Excerpts from location labeling data
- - - - -

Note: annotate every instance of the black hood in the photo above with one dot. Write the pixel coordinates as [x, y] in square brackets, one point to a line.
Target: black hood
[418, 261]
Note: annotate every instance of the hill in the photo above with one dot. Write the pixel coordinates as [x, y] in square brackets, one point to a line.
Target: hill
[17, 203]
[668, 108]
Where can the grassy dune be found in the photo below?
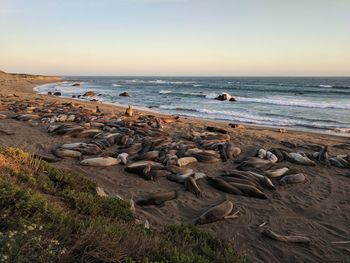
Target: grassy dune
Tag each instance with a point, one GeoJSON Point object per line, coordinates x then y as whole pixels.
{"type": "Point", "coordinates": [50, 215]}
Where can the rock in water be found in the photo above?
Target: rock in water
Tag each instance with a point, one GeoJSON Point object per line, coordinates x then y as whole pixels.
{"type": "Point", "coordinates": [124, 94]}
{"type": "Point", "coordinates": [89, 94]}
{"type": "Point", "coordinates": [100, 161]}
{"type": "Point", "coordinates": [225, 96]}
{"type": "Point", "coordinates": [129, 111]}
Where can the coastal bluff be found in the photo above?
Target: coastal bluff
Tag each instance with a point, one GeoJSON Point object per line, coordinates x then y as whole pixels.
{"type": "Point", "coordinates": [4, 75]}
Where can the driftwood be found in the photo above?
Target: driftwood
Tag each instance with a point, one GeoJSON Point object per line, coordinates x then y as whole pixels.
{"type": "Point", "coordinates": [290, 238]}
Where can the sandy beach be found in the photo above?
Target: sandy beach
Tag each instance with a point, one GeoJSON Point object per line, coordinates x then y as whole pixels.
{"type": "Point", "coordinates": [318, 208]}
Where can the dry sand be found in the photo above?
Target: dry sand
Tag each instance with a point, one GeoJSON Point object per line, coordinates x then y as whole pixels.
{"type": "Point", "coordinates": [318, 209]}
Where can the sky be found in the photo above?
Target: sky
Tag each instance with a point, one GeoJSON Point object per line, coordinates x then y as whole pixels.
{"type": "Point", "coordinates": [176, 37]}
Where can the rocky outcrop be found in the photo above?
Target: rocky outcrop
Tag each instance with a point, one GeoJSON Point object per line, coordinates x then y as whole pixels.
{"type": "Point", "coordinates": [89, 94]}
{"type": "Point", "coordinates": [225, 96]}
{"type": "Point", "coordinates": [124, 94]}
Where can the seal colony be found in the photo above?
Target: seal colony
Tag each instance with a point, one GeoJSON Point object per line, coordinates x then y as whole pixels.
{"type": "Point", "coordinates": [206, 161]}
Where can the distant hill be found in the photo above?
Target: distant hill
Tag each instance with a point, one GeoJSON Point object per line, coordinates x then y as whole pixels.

- - - - -

Instructions to follow
Recast the rows above as a numbered list with one line per item, dropping any blank lines. Leave the pictures out of your answer.

Task result
1. Note: annotate every instance of the black hood in the photo above with one dot. Write the pixel coordinates as [x, y] in square brackets, one point to a line.
2. Target: black hood
3. [418, 261]
4. Note: annotate every instance of the hill in the photo above with one dot. Write the pixel coordinates as [x, y] in square brackets, one point to a line.
5. Target: hill
6. [17, 203]
7. [668, 108]
8. Where can the grassy dune be found in the photo below?
9. Target: grassy dune
10. Tag each instance with a point, one GeoJSON Point object per line, coordinates x then y as whole pixels.
11. {"type": "Point", "coordinates": [50, 215]}
12. Where can the rock in water be found in the photo above?
13. Target: rock in water
14. Tag each instance with a point, one GeoJSON Point object per line, coordinates x then y as whole pixels.
15. {"type": "Point", "coordinates": [124, 94]}
16. {"type": "Point", "coordinates": [89, 94]}
17. {"type": "Point", "coordinates": [100, 161]}
18. {"type": "Point", "coordinates": [225, 96]}
19. {"type": "Point", "coordinates": [129, 111]}
20. Where can the coastal bluff be found in the photo above?
21. Target: coastal bluff
22. Tag each instance with a point, one GeoJSON Point object per line, coordinates x then y as whole pixels.
23. {"type": "Point", "coordinates": [4, 75]}
24. Where can the driftwood be found in the photo above?
25. Target: driftwood
26. Tag each instance with a point, one GeoJSON Point object per line, coordinates x then y as whole pixels.
27. {"type": "Point", "coordinates": [290, 238]}
28. Where can the sandy beach be found in the photo above?
29. Target: sandy beach
30. Tag each instance with a point, one GeoJSON Point object per line, coordinates x then y as whole pixels.
31. {"type": "Point", "coordinates": [318, 208]}
32. Where can the dry sand be found in the photo above?
33. Target: dry sand
34. Tag each instance with a point, one GeoJSON Point object per line, coordinates x then y as whole pixels.
35. {"type": "Point", "coordinates": [318, 209]}
36. Where can the sky be found in the photo above?
37. Target: sky
38. Tag each instance with a point, one GeoJSON Point object per line, coordinates x then y as whole pixels.
39. {"type": "Point", "coordinates": [176, 37]}
40. Where can the rocky outcrop be found in the photo above?
41. Target: rocky outcrop
42. Tag each instance with a point, one GeoJSON Point object per line, coordinates x then y as whole pixels.
43. {"type": "Point", "coordinates": [89, 94]}
44. {"type": "Point", "coordinates": [225, 96]}
45. {"type": "Point", "coordinates": [124, 94]}
46. Where can the seal colony be found in the photo above?
47. Target: seal colony
48. Tag each instance with a point, one GeoJSON Point object per line, coordinates x then y as whole pixels.
49. {"type": "Point", "coordinates": [206, 161]}
50. Where can the distant hill be found in the photo above?
51. Target: distant hill
52. Tag each instance with a point, one GeoJSON Point object per line, coordinates x then y as whole pixels.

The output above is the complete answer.